§ TO DO
The answer should hold exactly the lines of the entries below from the one containing "The service finds each instance of the green" through the last line, both included.

§ TASK DATA
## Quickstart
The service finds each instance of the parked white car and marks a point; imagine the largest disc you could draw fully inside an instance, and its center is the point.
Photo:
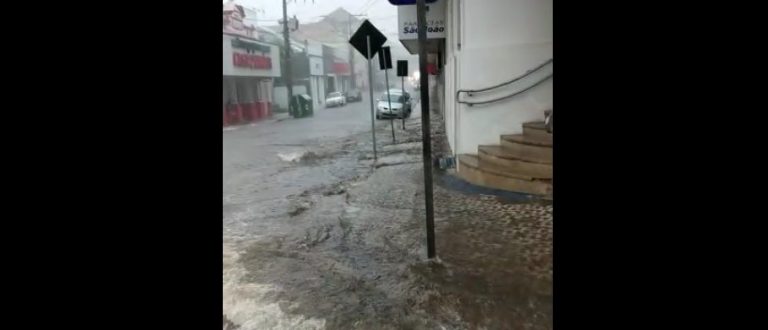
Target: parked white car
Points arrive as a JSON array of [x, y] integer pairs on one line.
[[401, 108], [335, 99]]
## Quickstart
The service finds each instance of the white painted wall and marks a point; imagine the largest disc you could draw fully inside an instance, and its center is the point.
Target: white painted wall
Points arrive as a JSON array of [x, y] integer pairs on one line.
[[316, 66], [500, 40], [317, 84]]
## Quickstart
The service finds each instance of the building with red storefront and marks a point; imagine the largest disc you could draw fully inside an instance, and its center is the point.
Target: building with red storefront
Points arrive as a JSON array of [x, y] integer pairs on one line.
[[249, 69]]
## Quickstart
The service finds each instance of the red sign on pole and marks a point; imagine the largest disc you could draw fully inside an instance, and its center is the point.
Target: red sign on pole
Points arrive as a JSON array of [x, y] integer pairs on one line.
[[251, 61]]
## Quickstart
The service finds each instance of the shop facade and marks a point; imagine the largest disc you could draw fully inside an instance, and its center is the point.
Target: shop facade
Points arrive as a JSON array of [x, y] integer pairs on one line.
[[249, 70]]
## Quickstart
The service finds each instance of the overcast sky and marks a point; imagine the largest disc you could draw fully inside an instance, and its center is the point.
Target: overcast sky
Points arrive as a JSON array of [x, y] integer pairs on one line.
[[380, 12]]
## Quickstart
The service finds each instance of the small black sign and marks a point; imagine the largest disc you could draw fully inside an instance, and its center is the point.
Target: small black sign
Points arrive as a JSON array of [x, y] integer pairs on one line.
[[359, 40], [385, 58], [402, 68]]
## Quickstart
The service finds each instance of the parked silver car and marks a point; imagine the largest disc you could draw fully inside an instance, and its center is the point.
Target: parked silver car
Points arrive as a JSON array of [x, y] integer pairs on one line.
[[401, 108], [335, 99]]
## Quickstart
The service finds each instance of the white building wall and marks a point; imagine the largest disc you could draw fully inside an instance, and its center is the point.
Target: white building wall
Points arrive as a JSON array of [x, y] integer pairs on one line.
[[500, 40], [281, 94]]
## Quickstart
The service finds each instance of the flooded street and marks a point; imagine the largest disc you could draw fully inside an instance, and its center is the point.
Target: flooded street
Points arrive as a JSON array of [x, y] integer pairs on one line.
[[317, 236]]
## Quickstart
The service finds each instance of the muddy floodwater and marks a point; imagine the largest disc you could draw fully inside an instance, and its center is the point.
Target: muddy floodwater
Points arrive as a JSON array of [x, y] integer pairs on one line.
[[317, 236]]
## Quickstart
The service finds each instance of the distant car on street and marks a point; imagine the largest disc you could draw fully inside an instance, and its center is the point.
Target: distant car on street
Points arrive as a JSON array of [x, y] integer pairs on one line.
[[401, 108], [398, 91], [335, 99], [354, 95]]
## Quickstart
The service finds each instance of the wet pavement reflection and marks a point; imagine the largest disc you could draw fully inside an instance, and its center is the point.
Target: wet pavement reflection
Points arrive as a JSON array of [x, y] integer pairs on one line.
[[321, 239]]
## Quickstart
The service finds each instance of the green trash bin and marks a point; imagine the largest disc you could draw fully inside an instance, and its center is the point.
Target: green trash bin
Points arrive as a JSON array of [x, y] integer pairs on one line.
[[301, 106]]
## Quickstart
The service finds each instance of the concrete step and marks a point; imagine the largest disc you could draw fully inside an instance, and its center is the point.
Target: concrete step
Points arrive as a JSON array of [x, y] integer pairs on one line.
[[526, 148], [537, 130], [497, 157], [471, 170]]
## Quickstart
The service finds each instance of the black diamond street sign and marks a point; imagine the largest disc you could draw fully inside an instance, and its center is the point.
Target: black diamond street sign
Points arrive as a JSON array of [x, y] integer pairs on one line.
[[359, 40]]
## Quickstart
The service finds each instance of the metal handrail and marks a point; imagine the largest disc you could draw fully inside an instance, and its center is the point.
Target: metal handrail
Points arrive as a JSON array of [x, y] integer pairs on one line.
[[504, 83], [508, 96]]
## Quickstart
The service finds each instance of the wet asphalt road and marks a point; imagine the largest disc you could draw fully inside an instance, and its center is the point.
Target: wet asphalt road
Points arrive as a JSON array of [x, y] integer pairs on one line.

§ TASK OUTPUT
The service finds each instance of the green trash bin and marks a point; imagine the largest disc you could draw fully inside an instance, and its center is the point.
Target: green trash bin
Points arrive as a JSON array of [x, y] integer pairs on one line.
[[301, 106]]
## Quickstart
The service finds each instance of the concrete step and marks a point; imagine the largest disc you could draw fully inside an instance, and its center is the point.
Target: concrete step
Points arrive as a JSON array of [x, y] integer pairs on one line.
[[526, 148], [537, 130], [497, 157], [471, 170]]
## Quickstart
The service finds each instance of the black diamond street sign and marks a point; imagine the largest disc you could draw fully inside an instance, and its center is the point.
Target: black diamond street sign
Points arrive as a JSON array of [x, y] integer pairs on one line.
[[359, 40]]
## Quickstart
The service finds each instance of the metal handrail and marks a point; imagine the largest disc you could draw fully inside an instance, and its center is the point.
Target: metal handrail
Points arrive as a JSON array of [x, y] integer pairs on one line.
[[504, 83], [508, 96]]
## Quickstart
The service finds each instance of the wet asphalt road and marks a point; imagine the largest disc you could draw fully inside an instance, and its center is the point.
Target: wet asphalt road
Points arrive as a JSON array of [x, y] integer pairs on one line.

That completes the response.